DIRECTION A >> How many lines in the records below contain the string "open"? Case counts, and the reply should be the number alone.

TEXT SEGMENT >>
-- begin --
Topic: Flood Insurance Questions that the state of Louisiana need to make very clear.

RLHP = Restore Louisiana Homeowners Program, Great Floods of 2016 March / August DR-4363, DR-4277

  1. FEMA National Flood Insurance Program flood insurance is required if project is located within a Special Flood Hazard Area 100 year floodplain.
    • Question for RLHP: Is their a resource that identifies all structures that have flooded in the special flood hazard area that the general public has access to?
  2. The Flood Disaster Protection Act of 1973, as amended, requires that property owners purchase flood insurance for buildings located within Special Flood Hazard Areas (SFHA), when Federal financial assistance is used to acquire, repair, improve, or construct a building. Also required for insurable contents.
    • Question for RLHP: Can you define with a list of items what "insurable contents" includes other than machinery of more than $5,000 in value.
  3. Duration of Flood Insurance Coverage: Statutory period for flood insurance coverage may extend beyond project completion.
    • Question for RLHP: Where is duration of flood insurance coverage published?
  4. For loans, loan insurance or loan guarantees, flood insurance coverage must be continued for the term of the loan.
    • Question for RLHP: Where is this policy published?
  5. For grants and other non-loan forms of financial assistance, flood insurance coverage must be continued for the life of the building irrespective of the transfer of ownership.
    • Question for RLHP: How is enforcement of flood insurance managed if sold by the owner that received HUD CDGB-DR grant funds?
    • Question for RLHP: What happens if the new owner of the property drops flood insurance?
    • Question for RLHP: Will the recipient of the grant be ordered to repay the grant award if successive owners of the structures and program do not cover the structures and property with flood insurance?
  6. Limits of NFIP coverage: $250,000 for 1 - 4 family residential and $500,000 for multi - family nonresidential structures.
    • Question for RLHP: Are NFIP limits for coverage the maximum the homeowner is responsible for or will the homeowner have to acquire private flood insurance beyond the $250,000 NFIP maximum coverage limits?
  7. HUD recommends purchase for all insurable structures, but it is only required for those in the SFHA.
    • Question for RLHP: Where is the public information to what HUD determines "Insurable Structures"?
    • Question for RLHP: The Program states it will only provide assistance to living space of the home and not garages, sheds, storage units or detached buildings is this still correct or will additional flood insurance need to be purchased for detached buildings on the property?
-- end --
DIRECTION B >> What comes next in the list of Louisiana flood insurance questions above? Continue it from the last line shown.

Data items
-- begin --
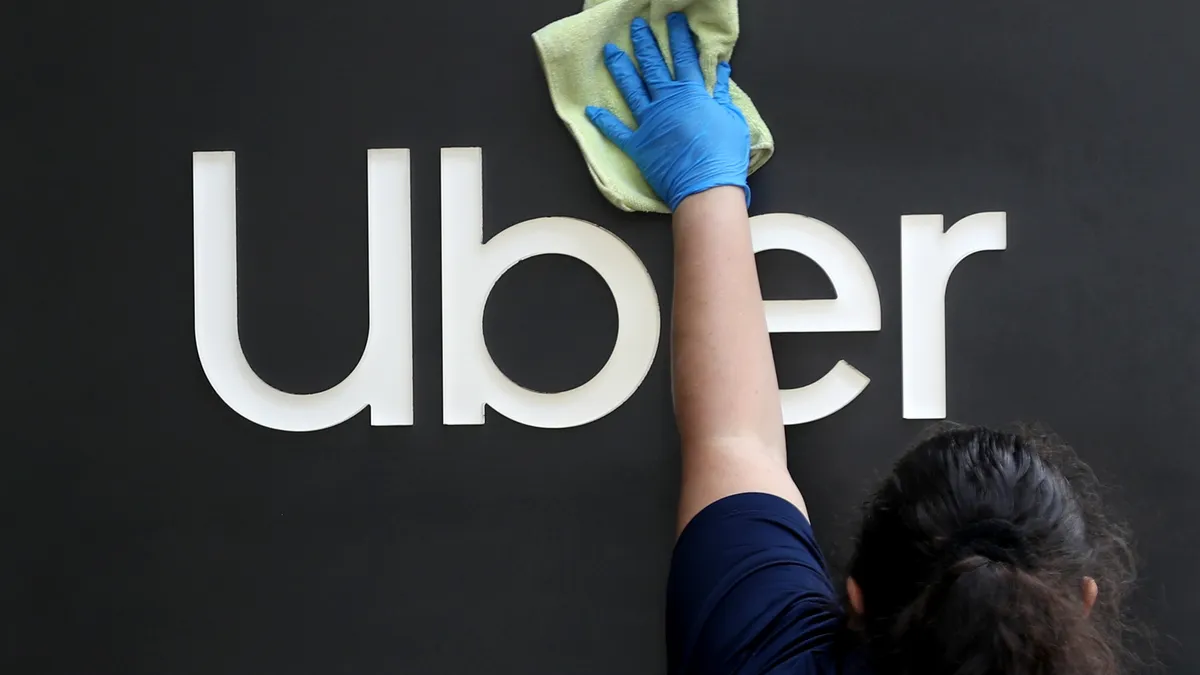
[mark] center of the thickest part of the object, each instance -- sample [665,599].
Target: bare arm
[724,376]
[694,149]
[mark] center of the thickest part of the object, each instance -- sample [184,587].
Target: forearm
[688,141]
[726,394]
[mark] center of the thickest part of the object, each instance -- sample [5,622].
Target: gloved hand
[687,141]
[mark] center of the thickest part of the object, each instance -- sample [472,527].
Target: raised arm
[694,149]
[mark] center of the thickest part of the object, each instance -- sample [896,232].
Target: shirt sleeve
[748,590]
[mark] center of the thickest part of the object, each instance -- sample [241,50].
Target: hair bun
[994,538]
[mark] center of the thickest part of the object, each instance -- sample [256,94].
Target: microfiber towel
[571,52]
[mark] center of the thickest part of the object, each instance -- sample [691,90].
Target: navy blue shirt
[749,593]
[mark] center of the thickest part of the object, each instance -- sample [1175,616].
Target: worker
[984,553]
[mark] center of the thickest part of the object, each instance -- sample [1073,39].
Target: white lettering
[383,378]
[928,256]
[856,308]
[469,270]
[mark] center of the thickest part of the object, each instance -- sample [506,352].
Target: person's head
[988,553]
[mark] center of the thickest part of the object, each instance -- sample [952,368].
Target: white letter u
[383,378]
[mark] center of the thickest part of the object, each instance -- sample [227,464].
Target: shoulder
[749,591]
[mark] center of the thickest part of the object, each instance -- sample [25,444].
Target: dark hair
[972,560]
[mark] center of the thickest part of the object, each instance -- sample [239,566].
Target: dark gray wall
[151,530]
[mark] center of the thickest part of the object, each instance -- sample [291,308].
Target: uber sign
[383,378]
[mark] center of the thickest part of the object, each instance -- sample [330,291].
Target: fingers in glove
[683,49]
[624,73]
[611,126]
[654,70]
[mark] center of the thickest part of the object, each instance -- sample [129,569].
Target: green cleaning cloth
[571,52]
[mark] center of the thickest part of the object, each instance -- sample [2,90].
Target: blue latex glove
[687,141]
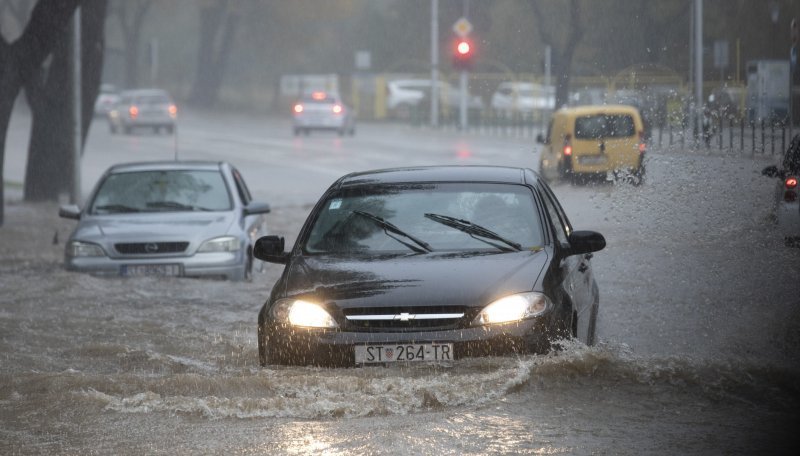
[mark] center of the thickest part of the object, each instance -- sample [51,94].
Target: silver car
[143,108]
[172,218]
[323,111]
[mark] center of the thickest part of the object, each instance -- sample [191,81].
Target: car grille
[150,248]
[404,318]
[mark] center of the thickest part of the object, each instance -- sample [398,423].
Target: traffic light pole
[463,104]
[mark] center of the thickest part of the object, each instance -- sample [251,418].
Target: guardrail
[733,135]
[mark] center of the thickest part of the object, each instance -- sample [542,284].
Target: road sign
[462,27]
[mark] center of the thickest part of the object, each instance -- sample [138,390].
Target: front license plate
[390,353]
[151,270]
[592,160]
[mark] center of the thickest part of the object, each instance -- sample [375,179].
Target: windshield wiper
[474,230]
[174,205]
[388,227]
[116,208]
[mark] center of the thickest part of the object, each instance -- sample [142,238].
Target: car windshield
[604,126]
[353,221]
[162,191]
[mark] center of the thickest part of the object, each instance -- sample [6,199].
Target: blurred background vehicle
[171,218]
[523,97]
[106,99]
[323,111]
[405,95]
[143,108]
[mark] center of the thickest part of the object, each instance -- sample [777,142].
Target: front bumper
[227,265]
[289,345]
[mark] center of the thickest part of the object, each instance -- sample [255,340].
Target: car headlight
[220,244]
[297,312]
[84,249]
[513,308]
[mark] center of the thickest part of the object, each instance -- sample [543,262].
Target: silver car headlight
[297,312]
[84,249]
[513,308]
[220,244]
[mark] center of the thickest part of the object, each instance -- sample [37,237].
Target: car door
[574,271]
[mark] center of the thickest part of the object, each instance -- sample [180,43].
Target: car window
[561,224]
[508,210]
[159,191]
[241,187]
[604,126]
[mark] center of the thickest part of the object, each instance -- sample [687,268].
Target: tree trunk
[49,159]
[211,59]
[19,60]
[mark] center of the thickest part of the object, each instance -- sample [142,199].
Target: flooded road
[699,343]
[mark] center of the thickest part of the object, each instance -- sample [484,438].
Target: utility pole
[434,63]
[698,63]
[75,194]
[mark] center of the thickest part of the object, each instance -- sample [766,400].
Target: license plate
[592,160]
[390,353]
[151,270]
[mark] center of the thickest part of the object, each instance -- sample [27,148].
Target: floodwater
[698,354]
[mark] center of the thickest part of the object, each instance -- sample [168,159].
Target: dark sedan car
[429,264]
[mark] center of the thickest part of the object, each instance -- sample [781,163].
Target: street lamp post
[774,12]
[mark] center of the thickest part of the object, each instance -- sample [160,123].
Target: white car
[787,204]
[407,94]
[143,108]
[323,111]
[523,97]
[106,100]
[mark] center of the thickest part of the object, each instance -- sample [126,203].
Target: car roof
[165,165]
[587,110]
[471,173]
[144,92]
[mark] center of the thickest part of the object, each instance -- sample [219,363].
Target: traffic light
[463,54]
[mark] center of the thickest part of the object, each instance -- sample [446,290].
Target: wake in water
[314,393]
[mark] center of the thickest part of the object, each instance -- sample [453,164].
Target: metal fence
[726,135]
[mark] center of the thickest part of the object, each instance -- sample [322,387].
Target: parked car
[171,218]
[594,140]
[323,111]
[787,204]
[106,100]
[143,108]
[523,97]
[405,95]
[429,264]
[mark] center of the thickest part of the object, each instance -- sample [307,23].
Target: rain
[698,333]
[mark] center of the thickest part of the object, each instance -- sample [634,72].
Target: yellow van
[586,140]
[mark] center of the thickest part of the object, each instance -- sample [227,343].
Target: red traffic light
[463,54]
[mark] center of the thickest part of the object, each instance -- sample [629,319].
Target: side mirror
[257,208]
[70,211]
[585,242]
[270,249]
[771,171]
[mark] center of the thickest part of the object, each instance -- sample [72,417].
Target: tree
[563,46]
[130,15]
[49,144]
[218,24]
[21,58]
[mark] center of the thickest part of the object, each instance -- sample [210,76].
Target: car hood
[192,227]
[432,279]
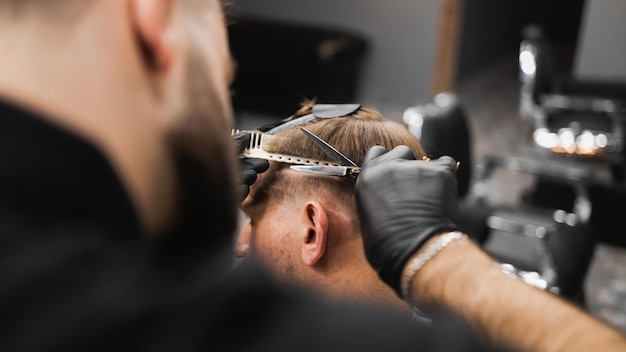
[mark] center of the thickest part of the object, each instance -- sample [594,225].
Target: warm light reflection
[527,63]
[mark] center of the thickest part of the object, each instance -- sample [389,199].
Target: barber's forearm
[463,278]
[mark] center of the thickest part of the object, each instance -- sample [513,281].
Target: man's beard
[205,162]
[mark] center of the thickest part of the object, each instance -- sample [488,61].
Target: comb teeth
[256,141]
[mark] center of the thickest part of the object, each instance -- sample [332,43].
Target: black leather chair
[580,121]
[548,247]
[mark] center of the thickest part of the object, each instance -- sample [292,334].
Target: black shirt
[76,272]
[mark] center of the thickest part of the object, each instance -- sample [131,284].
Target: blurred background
[394,55]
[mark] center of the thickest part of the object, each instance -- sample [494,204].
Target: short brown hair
[352,135]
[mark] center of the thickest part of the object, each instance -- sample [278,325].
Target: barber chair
[549,248]
[579,121]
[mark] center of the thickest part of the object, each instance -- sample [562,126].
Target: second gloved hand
[401,203]
[249,167]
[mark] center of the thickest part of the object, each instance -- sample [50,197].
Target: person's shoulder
[281,319]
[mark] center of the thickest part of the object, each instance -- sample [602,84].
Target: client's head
[303,227]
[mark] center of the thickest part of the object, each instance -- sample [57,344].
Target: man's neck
[79,85]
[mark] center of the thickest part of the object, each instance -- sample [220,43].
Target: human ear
[315,235]
[150,20]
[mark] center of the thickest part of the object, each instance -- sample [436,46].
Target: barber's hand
[249,167]
[401,203]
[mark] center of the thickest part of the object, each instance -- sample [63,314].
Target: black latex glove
[401,203]
[249,167]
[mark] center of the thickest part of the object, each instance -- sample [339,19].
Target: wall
[601,51]
[399,66]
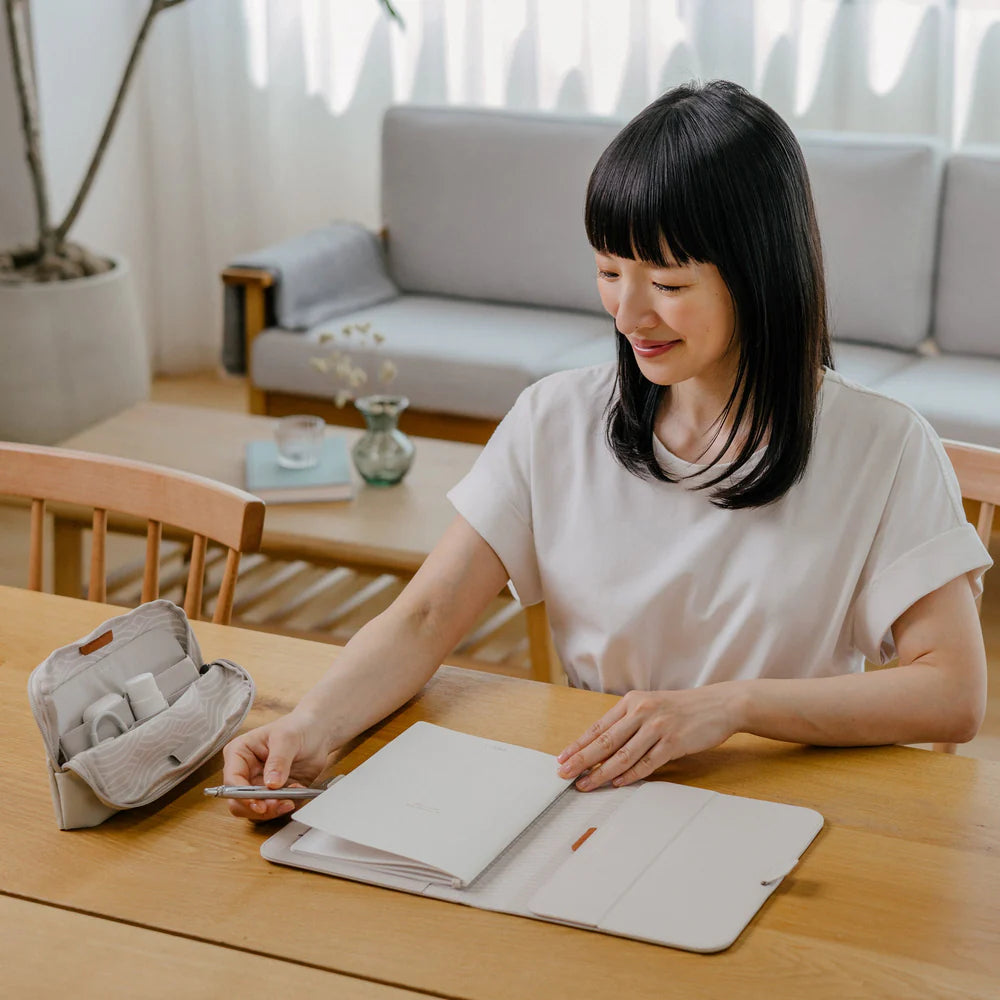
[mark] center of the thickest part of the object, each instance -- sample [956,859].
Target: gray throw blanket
[321,274]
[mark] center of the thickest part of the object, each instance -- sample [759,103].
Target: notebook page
[445,799]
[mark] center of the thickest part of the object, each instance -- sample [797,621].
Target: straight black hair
[711,174]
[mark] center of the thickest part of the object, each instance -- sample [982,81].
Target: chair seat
[453,355]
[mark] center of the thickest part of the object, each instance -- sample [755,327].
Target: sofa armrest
[310,278]
[246,307]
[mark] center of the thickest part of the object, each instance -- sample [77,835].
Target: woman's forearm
[392,657]
[383,665]
[914,703]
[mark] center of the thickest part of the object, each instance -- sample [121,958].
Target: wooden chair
[978,471]
[207,509]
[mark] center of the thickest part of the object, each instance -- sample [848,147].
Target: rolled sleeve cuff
[504,529]
[914,575]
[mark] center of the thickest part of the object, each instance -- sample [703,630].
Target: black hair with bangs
[713,174]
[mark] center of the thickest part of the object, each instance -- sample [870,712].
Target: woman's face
[680,321]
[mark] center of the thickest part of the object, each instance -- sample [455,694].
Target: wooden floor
[267,589]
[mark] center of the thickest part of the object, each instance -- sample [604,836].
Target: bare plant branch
[155,7]
[27,97]
[392,12]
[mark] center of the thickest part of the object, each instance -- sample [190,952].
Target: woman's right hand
[290,751]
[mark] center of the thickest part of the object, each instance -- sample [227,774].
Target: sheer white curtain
[262,116]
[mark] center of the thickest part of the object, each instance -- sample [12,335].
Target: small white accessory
[144,696]
[106,718]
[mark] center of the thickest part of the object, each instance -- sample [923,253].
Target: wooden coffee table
[384,530]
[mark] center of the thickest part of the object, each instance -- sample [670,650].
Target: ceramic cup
[299,440]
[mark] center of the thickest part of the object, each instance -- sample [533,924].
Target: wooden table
[385,530]
[899,896]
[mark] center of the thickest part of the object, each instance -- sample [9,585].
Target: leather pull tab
[99,643]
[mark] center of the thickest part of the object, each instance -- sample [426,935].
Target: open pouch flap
[206,704]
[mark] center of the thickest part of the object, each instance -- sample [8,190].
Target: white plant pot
[71,353]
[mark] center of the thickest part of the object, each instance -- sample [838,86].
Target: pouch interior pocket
[140,765]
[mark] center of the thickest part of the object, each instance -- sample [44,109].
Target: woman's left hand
[645,730]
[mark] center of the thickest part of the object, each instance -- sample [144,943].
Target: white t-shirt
[649,586]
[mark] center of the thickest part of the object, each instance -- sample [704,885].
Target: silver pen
[262,792]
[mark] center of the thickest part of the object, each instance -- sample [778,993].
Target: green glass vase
[383,454]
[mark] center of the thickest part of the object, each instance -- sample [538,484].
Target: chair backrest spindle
[206,509]
[151,574]
[192,603]
[98,590]
[36,544]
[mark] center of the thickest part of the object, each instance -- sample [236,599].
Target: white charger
[144,696]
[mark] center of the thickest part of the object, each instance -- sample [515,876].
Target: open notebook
[488,824]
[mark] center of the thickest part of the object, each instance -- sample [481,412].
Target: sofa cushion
[489,204]
[597,351]
[877,205]
[453,356]
[967,314]
[869,365]
[958,395]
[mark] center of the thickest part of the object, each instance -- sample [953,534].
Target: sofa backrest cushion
[488,204]
[967,314]
[877,205]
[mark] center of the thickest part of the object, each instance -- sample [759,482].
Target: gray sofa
[483,280]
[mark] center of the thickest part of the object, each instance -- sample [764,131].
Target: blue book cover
[330,479]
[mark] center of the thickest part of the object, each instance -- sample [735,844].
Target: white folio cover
[680,866]
[670,864]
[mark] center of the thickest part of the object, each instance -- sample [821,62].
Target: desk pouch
[98,766]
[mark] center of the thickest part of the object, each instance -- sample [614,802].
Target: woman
[722,528]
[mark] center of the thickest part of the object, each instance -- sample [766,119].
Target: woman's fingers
[636,759]
[594,758]
[595,744]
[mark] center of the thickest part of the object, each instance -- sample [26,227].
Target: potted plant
[72,346]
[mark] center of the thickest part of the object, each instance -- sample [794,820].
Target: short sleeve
[495,498]
[923,541]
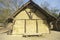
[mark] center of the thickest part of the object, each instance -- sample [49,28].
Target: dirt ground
[54,35]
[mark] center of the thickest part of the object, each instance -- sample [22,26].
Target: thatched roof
[48,15]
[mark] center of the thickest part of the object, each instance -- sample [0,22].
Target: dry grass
[53,36]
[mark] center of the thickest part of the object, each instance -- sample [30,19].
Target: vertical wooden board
[38,15]
[18,28]
[31,26]
[42,26]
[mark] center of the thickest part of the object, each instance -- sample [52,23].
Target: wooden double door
[30,27]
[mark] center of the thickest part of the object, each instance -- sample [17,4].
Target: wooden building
[31,19]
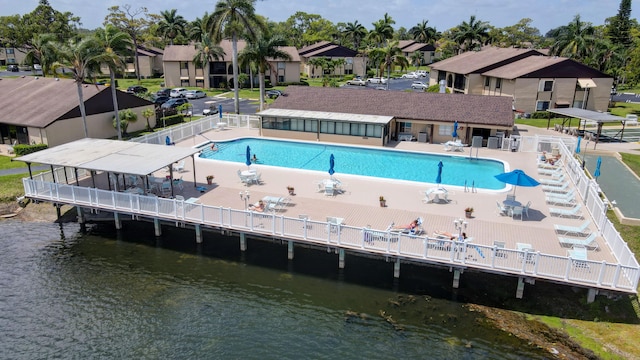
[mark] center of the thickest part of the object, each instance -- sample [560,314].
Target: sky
[441,14]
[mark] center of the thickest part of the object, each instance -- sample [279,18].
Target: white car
[377,80]
[410,75]
[195,94]
[177,92]
[358,82]
[419,85]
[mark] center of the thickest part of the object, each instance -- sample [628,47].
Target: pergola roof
[583,114]
[122,157]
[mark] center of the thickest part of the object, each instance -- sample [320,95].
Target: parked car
[164,92]
[159,100]
[136,89]
[177,92]
[174,103]
[419,85]
[358,82]
[195,94]
[410,75]
[377,80]
[272,94]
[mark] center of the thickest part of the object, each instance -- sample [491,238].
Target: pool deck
[359,204]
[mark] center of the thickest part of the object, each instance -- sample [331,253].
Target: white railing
[605,275]
[193,128]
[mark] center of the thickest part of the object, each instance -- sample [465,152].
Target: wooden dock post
[198,234]
[290,250]
[243,242]
[116,219]
[520,289]
[156,227]
[396,269]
-- end --
EXERCISE RESULT A >> 2

EXERCISE RESULT B >>
  8. Equipment purchase $5,000 or more, must also be insured.
    • Question for RLHP: If the equipment is not new will market value apply or will this be a purchase price or replacement price for equipment?
  9. HUD/State cannot offer Federal disaster assistance for a person's property for construction activities, where the person previously received Federal disaster assistance and failed to maintain the flood insurance (24 CFR 58.6(b)
    • Question for RLHP: If the person sells the property with structures granted HUD funding and is required to have NFIP flood insurance and the new property owners refuse or cancel the NFIP flood insurance will the seller that had received HUD grants be responsible for NFIP Flood Insurance or be responsible to repay the grants received by HUD?
    • Question for RLHP: Will HUD require the grant recipient to repay the grant award amount if the home is sold and flood insurance by the new homeowner is not maintained?
    • Question for RLHP: What does this mean: "Failure to maintain flood insurance after using Federal disaster assistance jeopardizes Federal assistance following subsequent disasters." to a homeowner that sells the property to another person?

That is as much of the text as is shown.